◆ Exercise
Copy out everything from the first line down to the line containing "136L2 137L0 138L1", with both ends included.

-- BEGIN Supplied data --

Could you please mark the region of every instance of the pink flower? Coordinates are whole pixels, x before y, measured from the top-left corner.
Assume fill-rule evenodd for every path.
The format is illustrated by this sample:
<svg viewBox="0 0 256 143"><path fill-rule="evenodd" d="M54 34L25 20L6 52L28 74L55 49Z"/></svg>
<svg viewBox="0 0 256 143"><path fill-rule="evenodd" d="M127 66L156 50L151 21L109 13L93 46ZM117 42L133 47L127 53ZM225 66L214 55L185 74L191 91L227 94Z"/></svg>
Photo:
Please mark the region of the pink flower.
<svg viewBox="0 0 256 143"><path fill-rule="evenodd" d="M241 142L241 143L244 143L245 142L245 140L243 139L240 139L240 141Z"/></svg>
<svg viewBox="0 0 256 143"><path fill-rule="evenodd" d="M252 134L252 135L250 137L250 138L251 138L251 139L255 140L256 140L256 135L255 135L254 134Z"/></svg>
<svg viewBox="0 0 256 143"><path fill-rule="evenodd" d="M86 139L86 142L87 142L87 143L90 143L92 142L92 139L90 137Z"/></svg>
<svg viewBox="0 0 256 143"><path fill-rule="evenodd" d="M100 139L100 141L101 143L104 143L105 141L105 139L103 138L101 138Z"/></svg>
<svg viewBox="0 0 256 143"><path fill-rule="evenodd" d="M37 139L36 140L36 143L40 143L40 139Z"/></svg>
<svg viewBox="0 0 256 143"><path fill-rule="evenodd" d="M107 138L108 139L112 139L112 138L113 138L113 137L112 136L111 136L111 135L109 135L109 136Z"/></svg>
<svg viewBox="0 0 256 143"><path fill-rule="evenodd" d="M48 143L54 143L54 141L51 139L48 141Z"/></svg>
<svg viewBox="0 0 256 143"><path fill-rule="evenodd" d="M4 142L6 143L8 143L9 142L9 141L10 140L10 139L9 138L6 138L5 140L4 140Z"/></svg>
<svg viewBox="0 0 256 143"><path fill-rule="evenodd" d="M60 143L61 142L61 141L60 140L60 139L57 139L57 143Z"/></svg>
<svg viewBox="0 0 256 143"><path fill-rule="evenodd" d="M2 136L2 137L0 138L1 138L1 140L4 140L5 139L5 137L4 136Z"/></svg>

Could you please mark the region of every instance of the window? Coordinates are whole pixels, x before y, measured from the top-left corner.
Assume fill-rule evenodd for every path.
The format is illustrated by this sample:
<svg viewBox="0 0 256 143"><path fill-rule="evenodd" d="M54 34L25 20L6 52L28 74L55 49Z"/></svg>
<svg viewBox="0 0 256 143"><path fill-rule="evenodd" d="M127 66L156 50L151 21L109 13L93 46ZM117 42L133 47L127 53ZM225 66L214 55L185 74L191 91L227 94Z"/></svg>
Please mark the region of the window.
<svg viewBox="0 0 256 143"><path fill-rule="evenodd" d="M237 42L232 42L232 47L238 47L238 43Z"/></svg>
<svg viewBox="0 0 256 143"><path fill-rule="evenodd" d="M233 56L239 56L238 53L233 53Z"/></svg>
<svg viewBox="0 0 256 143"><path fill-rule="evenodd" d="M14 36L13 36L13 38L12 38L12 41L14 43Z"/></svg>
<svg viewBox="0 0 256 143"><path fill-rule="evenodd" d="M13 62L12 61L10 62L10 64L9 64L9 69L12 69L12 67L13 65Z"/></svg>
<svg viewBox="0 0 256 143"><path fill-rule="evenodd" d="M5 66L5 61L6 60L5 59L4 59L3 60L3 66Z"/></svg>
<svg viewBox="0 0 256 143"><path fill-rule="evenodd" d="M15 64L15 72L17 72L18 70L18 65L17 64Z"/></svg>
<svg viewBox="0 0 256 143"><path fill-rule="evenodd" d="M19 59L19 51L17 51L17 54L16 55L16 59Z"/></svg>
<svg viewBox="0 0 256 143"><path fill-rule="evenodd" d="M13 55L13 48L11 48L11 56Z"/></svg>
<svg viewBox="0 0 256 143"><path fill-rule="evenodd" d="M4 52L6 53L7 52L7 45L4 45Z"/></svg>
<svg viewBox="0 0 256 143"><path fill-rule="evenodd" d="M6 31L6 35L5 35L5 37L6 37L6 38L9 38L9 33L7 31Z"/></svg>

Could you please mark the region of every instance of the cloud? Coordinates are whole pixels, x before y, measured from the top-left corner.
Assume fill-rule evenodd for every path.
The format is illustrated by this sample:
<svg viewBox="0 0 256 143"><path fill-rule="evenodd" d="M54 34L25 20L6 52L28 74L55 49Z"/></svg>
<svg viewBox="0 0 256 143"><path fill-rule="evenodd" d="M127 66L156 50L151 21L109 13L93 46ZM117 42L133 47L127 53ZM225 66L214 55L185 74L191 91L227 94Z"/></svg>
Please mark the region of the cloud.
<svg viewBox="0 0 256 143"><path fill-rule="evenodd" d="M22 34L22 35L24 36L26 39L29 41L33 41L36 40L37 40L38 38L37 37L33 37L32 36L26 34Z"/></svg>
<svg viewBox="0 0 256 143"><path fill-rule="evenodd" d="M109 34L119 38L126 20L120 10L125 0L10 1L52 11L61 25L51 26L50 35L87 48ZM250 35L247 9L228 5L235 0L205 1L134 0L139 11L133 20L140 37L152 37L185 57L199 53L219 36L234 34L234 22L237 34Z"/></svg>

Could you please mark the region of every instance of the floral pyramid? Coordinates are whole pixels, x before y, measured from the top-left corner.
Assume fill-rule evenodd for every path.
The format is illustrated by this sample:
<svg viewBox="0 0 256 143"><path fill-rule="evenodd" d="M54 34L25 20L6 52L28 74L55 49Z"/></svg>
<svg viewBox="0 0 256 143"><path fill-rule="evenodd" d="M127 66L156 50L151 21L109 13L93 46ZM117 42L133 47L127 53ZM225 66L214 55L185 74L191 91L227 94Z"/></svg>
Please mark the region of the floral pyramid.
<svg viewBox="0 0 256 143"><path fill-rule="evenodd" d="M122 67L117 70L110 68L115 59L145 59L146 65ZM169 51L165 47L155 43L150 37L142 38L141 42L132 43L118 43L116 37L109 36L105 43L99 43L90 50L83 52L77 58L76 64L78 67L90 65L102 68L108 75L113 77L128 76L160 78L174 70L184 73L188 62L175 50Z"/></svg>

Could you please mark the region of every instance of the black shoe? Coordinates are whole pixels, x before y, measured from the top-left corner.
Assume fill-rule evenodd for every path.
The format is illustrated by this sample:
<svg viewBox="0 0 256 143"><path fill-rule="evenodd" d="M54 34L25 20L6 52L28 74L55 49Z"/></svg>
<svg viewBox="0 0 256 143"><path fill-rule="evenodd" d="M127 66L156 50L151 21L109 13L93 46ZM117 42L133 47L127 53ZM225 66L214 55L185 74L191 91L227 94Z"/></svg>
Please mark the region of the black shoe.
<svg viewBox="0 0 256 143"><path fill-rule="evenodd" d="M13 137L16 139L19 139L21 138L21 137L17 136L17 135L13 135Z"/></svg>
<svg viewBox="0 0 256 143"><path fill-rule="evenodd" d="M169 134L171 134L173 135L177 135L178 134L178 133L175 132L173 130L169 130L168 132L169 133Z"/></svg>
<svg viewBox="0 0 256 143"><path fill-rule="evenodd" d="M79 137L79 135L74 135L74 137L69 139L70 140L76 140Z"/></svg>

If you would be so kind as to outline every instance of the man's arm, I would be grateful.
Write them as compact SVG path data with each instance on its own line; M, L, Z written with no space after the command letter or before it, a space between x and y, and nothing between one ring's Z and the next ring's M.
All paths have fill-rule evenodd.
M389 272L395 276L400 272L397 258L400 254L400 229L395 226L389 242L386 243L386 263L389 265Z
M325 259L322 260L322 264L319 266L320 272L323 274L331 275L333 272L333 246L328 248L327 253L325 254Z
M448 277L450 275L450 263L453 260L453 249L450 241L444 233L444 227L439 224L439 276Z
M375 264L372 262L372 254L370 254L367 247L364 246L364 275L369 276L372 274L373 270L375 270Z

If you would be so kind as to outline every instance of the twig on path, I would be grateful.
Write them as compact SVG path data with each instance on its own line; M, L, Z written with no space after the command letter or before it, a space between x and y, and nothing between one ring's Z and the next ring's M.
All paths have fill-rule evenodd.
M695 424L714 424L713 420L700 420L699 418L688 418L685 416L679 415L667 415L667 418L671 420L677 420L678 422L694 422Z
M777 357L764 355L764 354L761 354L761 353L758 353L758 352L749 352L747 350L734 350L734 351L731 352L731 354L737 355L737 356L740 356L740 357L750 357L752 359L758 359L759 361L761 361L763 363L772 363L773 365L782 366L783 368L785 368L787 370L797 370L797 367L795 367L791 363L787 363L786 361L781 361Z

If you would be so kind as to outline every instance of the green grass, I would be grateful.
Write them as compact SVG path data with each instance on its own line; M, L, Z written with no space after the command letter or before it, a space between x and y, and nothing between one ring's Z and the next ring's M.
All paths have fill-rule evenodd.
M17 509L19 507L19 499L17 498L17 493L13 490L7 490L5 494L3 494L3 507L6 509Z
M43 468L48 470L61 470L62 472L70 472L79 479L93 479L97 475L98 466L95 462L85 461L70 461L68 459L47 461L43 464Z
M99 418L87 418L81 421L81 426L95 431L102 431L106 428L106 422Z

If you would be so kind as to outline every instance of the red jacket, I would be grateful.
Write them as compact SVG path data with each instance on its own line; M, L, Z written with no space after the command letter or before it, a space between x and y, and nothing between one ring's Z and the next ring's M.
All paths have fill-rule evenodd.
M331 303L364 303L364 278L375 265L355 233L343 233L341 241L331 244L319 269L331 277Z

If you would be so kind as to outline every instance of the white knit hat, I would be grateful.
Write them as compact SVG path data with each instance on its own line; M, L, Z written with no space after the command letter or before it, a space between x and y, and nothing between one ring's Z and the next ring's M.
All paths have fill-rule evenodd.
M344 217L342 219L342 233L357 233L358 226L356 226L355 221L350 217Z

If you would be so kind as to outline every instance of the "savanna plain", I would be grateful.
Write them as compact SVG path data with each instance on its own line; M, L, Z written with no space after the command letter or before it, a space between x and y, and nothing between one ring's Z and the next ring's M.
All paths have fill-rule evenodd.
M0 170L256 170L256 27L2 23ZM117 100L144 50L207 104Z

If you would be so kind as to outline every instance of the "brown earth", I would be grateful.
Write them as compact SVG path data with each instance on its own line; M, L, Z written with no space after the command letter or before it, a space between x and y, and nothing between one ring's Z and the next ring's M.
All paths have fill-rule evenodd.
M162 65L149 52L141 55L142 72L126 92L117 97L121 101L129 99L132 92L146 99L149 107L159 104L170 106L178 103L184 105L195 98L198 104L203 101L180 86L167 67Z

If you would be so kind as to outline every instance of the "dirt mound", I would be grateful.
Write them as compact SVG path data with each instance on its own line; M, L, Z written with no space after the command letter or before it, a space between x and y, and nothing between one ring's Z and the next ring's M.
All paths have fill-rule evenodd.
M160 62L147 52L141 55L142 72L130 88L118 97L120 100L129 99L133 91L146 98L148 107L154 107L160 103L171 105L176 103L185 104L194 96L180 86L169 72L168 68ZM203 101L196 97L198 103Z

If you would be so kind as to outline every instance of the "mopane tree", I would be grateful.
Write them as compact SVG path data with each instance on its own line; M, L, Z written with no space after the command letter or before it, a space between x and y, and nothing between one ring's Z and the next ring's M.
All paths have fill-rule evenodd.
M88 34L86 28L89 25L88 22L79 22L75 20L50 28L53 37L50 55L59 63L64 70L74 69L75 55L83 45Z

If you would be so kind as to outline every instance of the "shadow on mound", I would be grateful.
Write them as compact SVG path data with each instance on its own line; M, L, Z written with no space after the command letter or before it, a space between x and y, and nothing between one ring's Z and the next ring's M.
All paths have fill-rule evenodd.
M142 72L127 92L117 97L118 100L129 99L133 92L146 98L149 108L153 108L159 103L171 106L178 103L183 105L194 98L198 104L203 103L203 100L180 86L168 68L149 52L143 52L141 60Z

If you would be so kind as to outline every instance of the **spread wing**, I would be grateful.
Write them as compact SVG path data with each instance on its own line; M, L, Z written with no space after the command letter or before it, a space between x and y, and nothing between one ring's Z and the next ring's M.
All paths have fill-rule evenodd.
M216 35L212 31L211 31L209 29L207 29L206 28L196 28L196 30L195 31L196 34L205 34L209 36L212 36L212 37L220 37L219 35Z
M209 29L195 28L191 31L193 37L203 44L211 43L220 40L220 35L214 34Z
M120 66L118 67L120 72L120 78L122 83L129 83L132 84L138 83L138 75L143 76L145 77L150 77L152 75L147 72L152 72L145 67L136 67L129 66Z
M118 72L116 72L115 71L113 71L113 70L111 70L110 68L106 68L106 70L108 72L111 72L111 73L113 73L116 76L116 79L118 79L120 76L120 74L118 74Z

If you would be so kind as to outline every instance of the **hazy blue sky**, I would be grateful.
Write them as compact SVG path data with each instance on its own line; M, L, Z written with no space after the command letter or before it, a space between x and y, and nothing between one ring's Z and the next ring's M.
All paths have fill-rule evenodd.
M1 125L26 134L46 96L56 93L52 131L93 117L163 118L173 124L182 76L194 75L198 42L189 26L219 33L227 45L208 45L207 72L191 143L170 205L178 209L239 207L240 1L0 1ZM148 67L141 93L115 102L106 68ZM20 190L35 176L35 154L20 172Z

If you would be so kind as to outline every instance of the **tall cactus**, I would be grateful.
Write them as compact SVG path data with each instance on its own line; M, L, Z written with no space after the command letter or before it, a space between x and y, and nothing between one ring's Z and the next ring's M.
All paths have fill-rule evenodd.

-- END Supplied data --

◆ Exercise result
Could you please mark the region of every instance of the pink flower? Coordinates are whole pixels, x before y, measured from the top-left corner.
Assume fill-rule evenodd for every path.
The format is illustrated by this sample:
<svg viewBox="0 0 256 143"><path fill-rule="evenodd" d="M54 34L25 20L6 52L28 74L55 49Z"/></svg>
<svg viewBox="0 0 256 143"><path fill-rule="evenodd" d="M127 66L156 50L151 21L109 13L93 46ZM117 42L133 47L127 53ZM225 66L214 55L185 74L191 91L227 94Z"/></svg>
Photo:
Please mark the region of the pink flower.
<svg viewBox="0 0 256 143"><path fill-rule="evenodd" d="M241 142L241 143L244 143L245 142L245 140L243 139L240 139L240 141Z"/></svg>
<svg viewBox="0 0 256 143"><path fill-rule="evenodd" d="M252 134L252 135L250 137L250 138L251 138L251 139L255 140L256 140L256 135L255 135L254 134Z"/></svg>
<svg viewBox="0 0 256 143"><path fill-rule="evenodd" d="M86 139L86 142L87 142L87 143L90 143L92 142L92 139L90 137Z"/></svg>
<svg viewBox="0 0 256 143"><path fill-rule="evenodd" d="M100 139L100 141L101 143L104 143L105 141L105 139L103 138L101 138Z"/></svg>
<svg viewBox="0 0 256 143"><path fill-rule="evenodd" d="M37 139L36 140L36 143L40 143L40 139Z"/></svg>
<svg viewBox="0 0 256 143"><path fill-rule="evenodd" d="M107 138L108 139L112 139L112 138L113 138L113 137L112 136L111 136L111 135L109 135L109 136Z"/></svg>
<svg viewBox="0 0 256 143"><path fill-rule="evenodd" d="M48 143L54 143L54 141L51 139L48 141Z"/></svg>
<svg viewBox="0 0 256 143"><path fill-rule="evenodd" d="M4 142L6 143L8 143L9 142L9 141L10 140L10 139L9 138L6 138L5 140L4 140Z"/></svg>
<svg viewBox="0 0 256 143"><path fill-rule="evenodd" d="M60 143L61 142L61 141L60 140L60 139L57 139L57 143Z"/></svg>
<svg viewBox="0 0 256 143"><path fill-rule="evenodd" d="M2 136L2 137L0 138L1 138L1 140L4 140L5 139L5 137L4 136Z"/></svg>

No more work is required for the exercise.